» **Data listing**:

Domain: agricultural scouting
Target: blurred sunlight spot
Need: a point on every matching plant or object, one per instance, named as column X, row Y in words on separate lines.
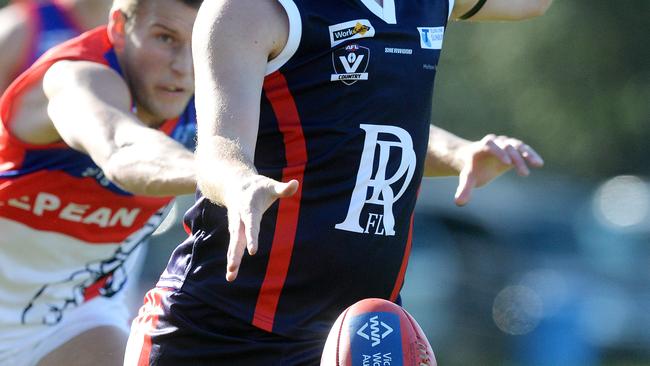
column 551, row 287
column 517, row 310
column 622, row 201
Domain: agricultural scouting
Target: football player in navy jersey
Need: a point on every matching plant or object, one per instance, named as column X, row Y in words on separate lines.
column 313, row 138
column 96, row 138
column 28, row 28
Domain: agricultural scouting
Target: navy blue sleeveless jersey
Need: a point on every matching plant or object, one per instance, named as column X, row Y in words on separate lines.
column 345, row 110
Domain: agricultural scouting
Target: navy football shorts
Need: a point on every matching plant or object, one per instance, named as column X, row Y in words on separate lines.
column 173, row 328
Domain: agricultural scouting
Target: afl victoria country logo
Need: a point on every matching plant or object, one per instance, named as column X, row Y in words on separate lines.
column 350, row 64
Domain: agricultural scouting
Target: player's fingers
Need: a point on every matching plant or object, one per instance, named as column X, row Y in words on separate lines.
column 497, row 151
column 251, row 221
column 531, row 156
column 466, row 182
column 236, row 246
column 518, row 161
column 286, row 189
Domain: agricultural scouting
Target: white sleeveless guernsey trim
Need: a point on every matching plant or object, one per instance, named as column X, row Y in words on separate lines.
column 295, row 34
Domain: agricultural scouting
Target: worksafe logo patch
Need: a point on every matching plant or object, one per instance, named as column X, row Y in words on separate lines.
column 354, row 29
column 350, row 64
column 431, row 37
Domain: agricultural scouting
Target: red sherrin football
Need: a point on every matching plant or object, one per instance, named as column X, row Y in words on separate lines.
column 376, row 332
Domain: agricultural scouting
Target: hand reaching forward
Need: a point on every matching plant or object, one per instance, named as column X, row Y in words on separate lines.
column 490, row 157
column 246, row 206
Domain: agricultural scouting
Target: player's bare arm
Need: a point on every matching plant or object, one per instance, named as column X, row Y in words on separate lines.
column 89, row 108
column 476, row 10
column 476, row 163
column 13, row 42
column 230, row 71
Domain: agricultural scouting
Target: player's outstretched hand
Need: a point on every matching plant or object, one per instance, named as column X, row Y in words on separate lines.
column 246, row 206
column 490, row 157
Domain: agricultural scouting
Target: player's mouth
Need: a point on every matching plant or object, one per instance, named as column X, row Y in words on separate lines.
column 175, row 90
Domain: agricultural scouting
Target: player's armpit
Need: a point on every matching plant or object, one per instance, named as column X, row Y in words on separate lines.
column 499, row 9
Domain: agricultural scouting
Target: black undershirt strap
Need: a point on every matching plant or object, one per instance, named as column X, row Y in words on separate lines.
column 473, row 10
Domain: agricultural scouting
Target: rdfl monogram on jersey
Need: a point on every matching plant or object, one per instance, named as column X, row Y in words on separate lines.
column 382, row 145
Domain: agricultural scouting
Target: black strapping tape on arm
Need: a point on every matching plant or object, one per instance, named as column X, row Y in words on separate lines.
column 473, row 10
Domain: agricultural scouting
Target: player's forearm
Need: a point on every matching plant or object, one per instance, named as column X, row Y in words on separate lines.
column 152, row 165
column 443, row 153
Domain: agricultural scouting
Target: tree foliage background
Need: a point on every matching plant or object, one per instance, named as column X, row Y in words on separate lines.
column 574, row 83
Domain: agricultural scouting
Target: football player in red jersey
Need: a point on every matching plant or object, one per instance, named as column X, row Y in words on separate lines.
column 93, row 146
column 28, row 28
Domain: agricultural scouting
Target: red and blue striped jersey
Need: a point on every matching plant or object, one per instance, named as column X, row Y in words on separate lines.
column 345, row 110
column 50, row 24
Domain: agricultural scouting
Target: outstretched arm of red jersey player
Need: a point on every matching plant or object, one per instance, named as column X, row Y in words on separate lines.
column 501, row 9
column 476, row 163
column 89, row 108
column 230, row 66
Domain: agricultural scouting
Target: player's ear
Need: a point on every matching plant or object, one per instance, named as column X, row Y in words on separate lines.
column 117, row 28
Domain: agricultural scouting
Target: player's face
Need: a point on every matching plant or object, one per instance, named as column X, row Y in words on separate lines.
column 157, row 59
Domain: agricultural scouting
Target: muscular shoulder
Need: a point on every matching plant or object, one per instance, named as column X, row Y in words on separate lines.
column 69, row 86
column 85, row 79
column 262, row 22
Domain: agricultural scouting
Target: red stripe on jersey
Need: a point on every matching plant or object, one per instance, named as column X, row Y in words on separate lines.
column 284, row 107
column 405, row 260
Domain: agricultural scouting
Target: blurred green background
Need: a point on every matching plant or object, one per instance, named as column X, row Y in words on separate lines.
column 574, row 83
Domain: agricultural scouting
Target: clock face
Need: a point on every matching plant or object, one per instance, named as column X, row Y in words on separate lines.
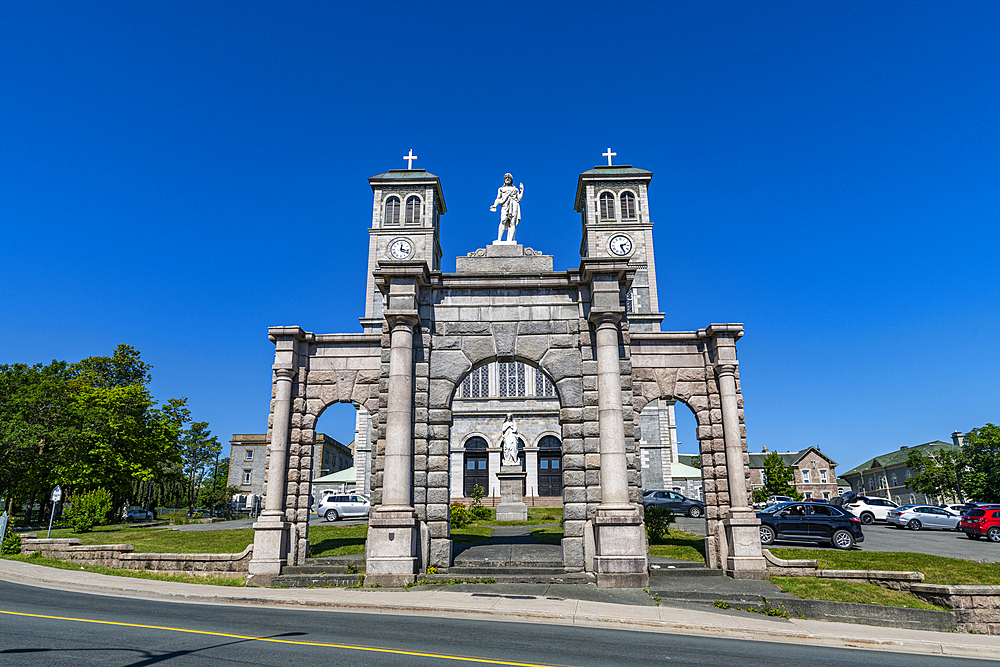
column 400, row 249
column 620, row 245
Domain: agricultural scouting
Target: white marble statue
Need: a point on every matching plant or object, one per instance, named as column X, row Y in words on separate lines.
column 509, row 431
column 509, row 200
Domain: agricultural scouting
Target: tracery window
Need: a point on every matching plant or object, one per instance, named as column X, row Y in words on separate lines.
column 628, row 205
column 543, row 385
column 607, row 206
column 391, row 211
column 511, row 378
column 413, row 210
column 477, row 383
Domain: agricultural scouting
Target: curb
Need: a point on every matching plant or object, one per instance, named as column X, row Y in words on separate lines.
column 574, row 613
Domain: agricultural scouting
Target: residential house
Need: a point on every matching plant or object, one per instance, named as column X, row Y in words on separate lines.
column 814, row 473
column 885, row 475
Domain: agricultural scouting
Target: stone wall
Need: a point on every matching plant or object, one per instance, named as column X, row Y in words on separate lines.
column 123, row 556
column 976, row 608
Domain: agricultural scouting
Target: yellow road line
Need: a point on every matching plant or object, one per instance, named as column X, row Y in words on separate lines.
column 372, row 649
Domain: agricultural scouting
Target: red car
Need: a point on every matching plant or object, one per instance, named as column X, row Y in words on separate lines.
column 981, row 521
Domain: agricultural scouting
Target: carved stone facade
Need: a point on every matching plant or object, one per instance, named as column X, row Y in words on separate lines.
column 427, row 331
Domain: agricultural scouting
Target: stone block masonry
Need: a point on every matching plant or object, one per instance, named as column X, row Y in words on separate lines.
column 123, row 557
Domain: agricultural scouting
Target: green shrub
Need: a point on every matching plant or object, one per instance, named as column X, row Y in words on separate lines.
column 460, row 517
column 88, row 510
column 11, row 542
column 658, row 520
column 476, row 509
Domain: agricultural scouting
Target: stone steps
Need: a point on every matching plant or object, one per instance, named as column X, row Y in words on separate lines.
column 315, row 580
column 513, row 575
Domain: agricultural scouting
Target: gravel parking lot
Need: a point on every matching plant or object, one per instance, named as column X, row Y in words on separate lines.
column 882, row 537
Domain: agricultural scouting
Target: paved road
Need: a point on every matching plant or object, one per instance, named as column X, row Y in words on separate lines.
column 248, row 523
column 882, row 537
column 122, row 631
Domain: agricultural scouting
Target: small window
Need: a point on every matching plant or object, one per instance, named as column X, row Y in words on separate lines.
column 413, row 210
column 392, row 211
column 628, row 205
column 607, row 206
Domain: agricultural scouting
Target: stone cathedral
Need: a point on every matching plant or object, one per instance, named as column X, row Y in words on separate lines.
column 576, row 357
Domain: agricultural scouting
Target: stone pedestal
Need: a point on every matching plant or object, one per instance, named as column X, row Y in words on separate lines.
column 512, row 507
column 393, row 538
column 619, row 541
column 745, row 560
column 270, row 545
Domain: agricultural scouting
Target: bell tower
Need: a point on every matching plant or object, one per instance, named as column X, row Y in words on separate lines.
column 407, row 205
column 614, row 209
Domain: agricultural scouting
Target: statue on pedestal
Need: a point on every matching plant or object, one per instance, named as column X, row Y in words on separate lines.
column 509, row 200
column 509, row 430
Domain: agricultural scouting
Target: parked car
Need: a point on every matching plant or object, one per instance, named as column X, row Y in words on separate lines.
column 981, row 521
column 346, row 506
column 916, row 517
column 811, row 522
column 674, row 502
column 870, row 510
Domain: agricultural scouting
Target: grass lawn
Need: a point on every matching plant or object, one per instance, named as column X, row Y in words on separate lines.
column 813, row 588
column 936, row 569
column 337, row 540
column 35, row 559
column 162, row 540
column 547, row 535
column 681, row 545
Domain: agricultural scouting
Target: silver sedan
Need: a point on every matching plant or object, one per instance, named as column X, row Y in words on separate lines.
column 916, row 517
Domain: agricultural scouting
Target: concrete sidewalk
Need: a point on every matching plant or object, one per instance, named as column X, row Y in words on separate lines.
column 493, row 606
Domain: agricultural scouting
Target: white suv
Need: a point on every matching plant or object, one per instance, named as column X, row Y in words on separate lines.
column 347, row 506
column 870, row 510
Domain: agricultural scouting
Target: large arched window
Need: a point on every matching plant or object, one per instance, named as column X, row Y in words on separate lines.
column 391, row 211
column 413, row 210
column 477, row 465
column 607, row 206
column 628, row 205
column 549, row 466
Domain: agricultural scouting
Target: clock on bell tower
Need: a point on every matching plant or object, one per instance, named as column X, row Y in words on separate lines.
column 614, row 208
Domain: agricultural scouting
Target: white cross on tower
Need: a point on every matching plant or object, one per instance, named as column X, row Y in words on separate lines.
column 411, row 157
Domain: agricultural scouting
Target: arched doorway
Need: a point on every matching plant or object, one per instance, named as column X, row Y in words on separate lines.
column 549, row 466
column 477, row 465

» **What the task asks**:
Locate every line in the entries above that contains the word "white" and copy each of those lines in full. Case matters when matching.

» **Answer for the task**:
Target: white sleeveless guernsey trim
Target: white marble statue
Target: white suv
Target: white cross on tower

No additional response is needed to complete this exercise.